> WORK TO COMPLETE
Please state how many lines in the records below contain the word "green". Case counts, and the answer should be the number alone.

[start of PROVIDED RECORDS]

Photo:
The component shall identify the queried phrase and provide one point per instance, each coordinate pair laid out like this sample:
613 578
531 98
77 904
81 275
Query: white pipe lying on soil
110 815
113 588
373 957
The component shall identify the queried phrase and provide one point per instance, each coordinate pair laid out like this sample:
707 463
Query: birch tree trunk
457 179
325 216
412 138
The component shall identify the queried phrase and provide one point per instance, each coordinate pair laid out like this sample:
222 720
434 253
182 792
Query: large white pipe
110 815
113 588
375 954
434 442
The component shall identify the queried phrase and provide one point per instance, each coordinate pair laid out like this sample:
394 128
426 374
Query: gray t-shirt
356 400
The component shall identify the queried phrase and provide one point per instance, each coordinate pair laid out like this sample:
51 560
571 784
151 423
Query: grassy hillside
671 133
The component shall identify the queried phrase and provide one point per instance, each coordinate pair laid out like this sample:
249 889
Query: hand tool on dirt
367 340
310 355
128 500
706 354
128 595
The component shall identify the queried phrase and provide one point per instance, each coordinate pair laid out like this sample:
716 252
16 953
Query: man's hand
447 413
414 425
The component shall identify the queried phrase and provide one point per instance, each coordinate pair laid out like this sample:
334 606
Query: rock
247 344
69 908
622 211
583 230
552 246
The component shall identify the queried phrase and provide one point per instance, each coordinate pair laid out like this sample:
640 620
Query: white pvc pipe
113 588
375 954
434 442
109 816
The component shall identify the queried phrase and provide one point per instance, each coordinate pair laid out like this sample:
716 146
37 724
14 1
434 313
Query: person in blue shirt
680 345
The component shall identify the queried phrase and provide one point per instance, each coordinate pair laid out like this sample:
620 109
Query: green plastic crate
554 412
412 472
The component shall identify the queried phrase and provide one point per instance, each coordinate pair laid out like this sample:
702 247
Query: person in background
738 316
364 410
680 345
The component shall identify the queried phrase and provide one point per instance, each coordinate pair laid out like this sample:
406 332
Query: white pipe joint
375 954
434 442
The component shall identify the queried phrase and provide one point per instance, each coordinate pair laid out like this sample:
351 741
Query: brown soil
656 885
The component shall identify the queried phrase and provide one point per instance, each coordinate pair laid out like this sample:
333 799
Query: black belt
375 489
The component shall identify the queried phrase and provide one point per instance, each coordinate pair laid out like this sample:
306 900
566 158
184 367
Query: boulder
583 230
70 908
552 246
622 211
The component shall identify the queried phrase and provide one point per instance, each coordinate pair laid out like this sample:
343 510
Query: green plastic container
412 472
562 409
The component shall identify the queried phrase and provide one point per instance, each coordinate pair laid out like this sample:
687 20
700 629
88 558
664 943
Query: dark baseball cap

[end of PROVIDED RECORDS]

> OUTPUT BELOW
2